State the number of lines in these records that include the string "rainbow", and say nothing more.

(SUPPLIED ENTRIES Opens)

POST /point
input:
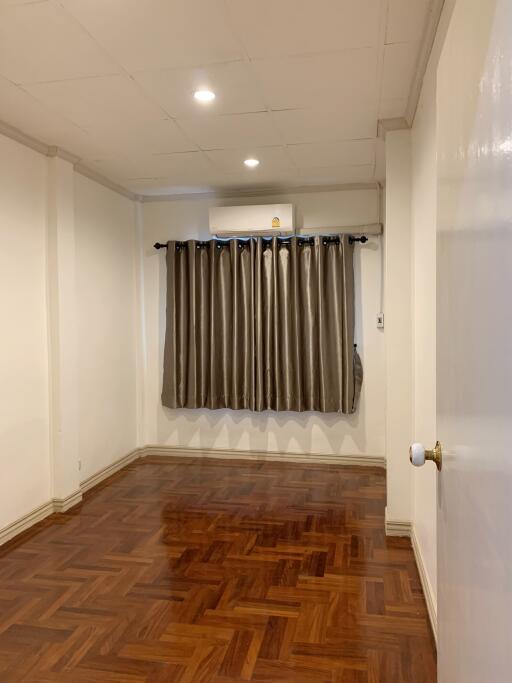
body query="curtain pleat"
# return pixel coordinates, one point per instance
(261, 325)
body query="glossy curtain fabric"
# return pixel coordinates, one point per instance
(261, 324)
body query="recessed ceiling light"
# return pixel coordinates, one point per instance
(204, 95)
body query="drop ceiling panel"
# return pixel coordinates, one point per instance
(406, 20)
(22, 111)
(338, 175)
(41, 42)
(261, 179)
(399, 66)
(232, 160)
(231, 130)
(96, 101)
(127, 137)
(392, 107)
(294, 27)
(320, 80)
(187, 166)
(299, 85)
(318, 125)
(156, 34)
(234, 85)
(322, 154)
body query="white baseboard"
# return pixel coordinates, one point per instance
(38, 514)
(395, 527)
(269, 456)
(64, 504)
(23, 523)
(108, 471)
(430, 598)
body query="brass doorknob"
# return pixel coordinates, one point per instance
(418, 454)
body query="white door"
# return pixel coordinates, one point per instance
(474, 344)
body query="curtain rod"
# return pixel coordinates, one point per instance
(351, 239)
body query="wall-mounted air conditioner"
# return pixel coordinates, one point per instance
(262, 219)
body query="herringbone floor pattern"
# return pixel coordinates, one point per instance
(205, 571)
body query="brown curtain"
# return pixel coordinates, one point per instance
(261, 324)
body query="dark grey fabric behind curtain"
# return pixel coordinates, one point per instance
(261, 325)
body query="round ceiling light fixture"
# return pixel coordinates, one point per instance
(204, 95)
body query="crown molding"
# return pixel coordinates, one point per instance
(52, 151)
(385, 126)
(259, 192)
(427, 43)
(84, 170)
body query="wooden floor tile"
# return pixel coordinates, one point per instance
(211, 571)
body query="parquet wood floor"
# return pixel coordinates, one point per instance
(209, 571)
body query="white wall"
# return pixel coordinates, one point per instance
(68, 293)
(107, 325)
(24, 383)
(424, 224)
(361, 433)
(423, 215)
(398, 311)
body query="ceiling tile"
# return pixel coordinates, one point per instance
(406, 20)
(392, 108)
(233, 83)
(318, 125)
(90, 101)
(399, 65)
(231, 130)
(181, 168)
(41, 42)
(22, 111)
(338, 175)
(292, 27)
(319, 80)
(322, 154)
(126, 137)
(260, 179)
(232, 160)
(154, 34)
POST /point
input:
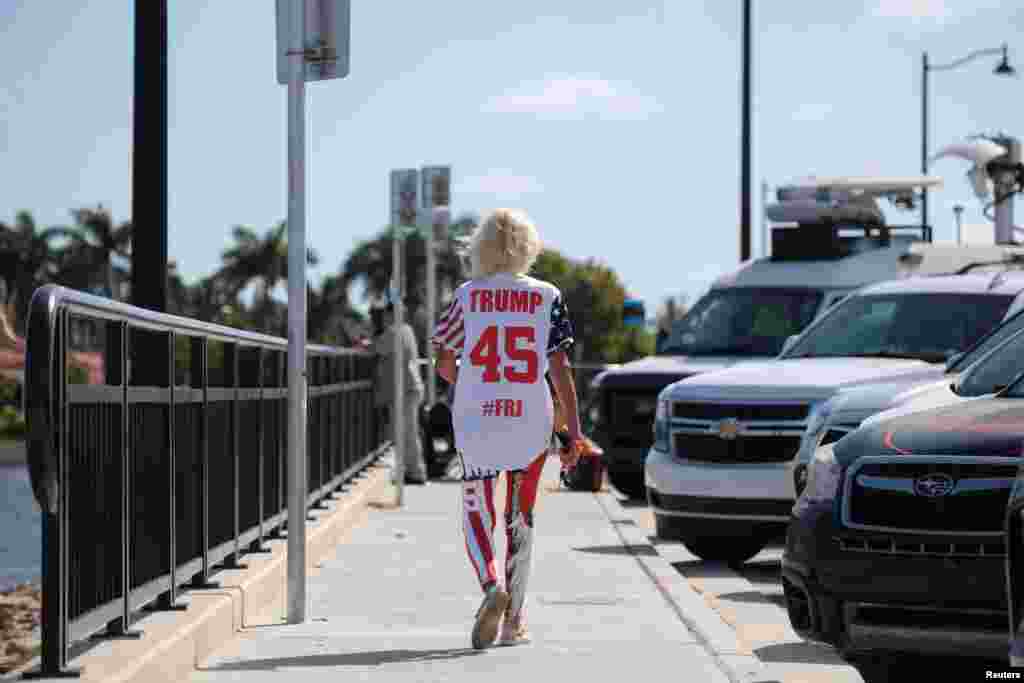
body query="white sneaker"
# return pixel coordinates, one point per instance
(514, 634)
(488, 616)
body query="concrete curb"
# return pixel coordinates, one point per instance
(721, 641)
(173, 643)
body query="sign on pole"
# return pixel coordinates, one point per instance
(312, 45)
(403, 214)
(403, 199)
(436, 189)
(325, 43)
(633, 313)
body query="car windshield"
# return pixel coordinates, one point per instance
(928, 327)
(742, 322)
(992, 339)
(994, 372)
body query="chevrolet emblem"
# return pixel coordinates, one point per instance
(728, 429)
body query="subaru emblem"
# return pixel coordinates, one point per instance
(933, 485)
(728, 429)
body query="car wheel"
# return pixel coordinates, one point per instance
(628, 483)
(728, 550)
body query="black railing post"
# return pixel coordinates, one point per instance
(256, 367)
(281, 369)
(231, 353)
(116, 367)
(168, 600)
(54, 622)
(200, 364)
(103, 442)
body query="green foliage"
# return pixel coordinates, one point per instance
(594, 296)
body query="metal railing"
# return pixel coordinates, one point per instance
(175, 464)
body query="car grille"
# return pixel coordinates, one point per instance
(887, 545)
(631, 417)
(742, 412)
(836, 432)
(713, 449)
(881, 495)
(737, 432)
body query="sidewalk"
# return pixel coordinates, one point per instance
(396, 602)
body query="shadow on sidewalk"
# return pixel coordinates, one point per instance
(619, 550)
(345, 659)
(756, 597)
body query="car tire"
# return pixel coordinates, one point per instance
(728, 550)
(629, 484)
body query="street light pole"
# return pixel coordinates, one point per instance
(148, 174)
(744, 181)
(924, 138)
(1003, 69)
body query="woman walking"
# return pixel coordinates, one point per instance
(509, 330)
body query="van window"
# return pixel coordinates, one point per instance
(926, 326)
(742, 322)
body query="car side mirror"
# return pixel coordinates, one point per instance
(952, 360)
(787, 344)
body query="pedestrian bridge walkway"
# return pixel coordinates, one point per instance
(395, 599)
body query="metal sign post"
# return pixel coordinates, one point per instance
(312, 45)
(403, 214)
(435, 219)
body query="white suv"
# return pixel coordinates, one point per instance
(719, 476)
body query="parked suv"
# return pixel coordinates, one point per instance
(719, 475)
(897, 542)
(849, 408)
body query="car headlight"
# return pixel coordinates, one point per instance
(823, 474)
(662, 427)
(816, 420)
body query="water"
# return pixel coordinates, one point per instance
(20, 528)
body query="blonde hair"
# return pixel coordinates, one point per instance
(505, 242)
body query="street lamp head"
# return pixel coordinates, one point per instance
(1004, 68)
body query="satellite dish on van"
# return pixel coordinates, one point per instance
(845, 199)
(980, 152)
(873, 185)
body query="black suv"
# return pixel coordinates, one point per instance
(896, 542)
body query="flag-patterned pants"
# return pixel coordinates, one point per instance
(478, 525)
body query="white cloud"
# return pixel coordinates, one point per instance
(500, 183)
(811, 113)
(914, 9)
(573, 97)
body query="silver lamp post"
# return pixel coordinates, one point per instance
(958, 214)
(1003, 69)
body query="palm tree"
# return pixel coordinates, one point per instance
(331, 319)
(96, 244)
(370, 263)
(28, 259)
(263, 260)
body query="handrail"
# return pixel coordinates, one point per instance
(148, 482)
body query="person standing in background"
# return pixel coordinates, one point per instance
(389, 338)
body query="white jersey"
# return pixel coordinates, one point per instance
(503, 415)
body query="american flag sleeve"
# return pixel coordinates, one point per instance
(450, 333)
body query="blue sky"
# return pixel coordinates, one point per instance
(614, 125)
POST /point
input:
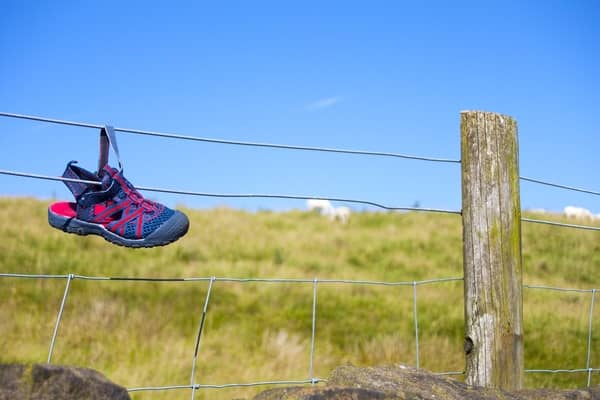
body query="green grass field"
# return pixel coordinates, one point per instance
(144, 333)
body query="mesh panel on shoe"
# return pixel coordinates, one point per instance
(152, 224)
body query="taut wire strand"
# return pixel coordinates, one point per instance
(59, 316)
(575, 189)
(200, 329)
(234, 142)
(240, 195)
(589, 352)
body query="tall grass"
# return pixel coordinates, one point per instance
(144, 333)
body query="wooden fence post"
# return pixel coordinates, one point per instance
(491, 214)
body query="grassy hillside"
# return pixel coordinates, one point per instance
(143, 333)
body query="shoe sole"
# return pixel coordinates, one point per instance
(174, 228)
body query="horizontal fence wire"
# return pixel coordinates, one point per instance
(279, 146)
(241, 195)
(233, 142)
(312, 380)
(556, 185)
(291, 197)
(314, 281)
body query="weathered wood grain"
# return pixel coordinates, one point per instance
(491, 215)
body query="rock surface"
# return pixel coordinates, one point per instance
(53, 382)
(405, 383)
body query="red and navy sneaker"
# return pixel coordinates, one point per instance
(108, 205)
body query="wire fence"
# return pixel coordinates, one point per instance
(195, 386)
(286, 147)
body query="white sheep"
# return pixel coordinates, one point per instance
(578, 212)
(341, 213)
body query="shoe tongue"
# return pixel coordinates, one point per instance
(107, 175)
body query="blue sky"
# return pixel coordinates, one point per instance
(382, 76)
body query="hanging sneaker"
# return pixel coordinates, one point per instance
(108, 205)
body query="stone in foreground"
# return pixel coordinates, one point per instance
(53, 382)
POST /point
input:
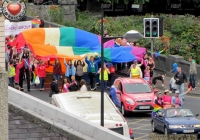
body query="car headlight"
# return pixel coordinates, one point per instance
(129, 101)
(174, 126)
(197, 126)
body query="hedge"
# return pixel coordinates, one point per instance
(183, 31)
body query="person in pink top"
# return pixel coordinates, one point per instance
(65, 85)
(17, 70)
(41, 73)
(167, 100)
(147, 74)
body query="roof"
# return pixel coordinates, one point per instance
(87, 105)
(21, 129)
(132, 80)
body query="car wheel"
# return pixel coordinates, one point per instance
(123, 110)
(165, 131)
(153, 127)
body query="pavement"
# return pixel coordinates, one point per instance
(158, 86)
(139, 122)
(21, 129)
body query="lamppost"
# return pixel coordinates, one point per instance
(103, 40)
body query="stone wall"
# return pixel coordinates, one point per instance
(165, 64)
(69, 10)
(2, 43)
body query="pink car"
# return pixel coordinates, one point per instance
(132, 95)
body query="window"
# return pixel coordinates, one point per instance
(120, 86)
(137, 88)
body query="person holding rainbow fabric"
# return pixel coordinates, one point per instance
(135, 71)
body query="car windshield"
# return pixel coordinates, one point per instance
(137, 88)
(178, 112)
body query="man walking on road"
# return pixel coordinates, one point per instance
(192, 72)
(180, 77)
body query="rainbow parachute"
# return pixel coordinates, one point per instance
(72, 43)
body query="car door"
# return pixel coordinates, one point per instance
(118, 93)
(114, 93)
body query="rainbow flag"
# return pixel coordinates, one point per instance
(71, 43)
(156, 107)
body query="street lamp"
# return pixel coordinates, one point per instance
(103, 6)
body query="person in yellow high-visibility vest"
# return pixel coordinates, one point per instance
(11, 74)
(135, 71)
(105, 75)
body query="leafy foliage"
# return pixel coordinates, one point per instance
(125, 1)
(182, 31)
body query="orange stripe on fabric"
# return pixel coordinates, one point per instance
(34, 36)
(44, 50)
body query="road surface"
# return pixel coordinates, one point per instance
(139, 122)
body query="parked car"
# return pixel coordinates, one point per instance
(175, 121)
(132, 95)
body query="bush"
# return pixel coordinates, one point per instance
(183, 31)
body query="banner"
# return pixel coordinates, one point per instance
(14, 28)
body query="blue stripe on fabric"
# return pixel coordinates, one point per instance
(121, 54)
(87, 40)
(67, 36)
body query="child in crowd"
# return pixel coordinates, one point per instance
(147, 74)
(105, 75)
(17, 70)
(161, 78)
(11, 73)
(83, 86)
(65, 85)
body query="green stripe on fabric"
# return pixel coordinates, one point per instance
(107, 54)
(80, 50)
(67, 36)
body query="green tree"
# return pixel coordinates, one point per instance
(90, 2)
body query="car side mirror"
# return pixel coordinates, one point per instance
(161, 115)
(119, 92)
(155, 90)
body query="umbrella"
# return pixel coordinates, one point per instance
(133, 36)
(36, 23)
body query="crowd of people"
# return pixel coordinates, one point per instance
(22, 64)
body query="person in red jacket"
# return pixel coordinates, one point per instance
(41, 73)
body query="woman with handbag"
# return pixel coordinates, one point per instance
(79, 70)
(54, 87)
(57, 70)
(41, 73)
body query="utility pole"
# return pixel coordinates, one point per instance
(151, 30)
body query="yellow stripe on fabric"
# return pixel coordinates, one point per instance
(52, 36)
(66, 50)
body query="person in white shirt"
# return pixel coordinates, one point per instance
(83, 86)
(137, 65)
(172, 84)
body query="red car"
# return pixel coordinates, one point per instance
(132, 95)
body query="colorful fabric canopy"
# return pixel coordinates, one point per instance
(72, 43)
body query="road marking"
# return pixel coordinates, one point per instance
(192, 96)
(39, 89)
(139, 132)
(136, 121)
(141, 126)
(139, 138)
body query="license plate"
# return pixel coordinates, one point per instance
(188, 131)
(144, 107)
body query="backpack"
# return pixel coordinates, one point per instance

(SUPPLIED ENTRIES Closes)

OUTPUT BELOW: 3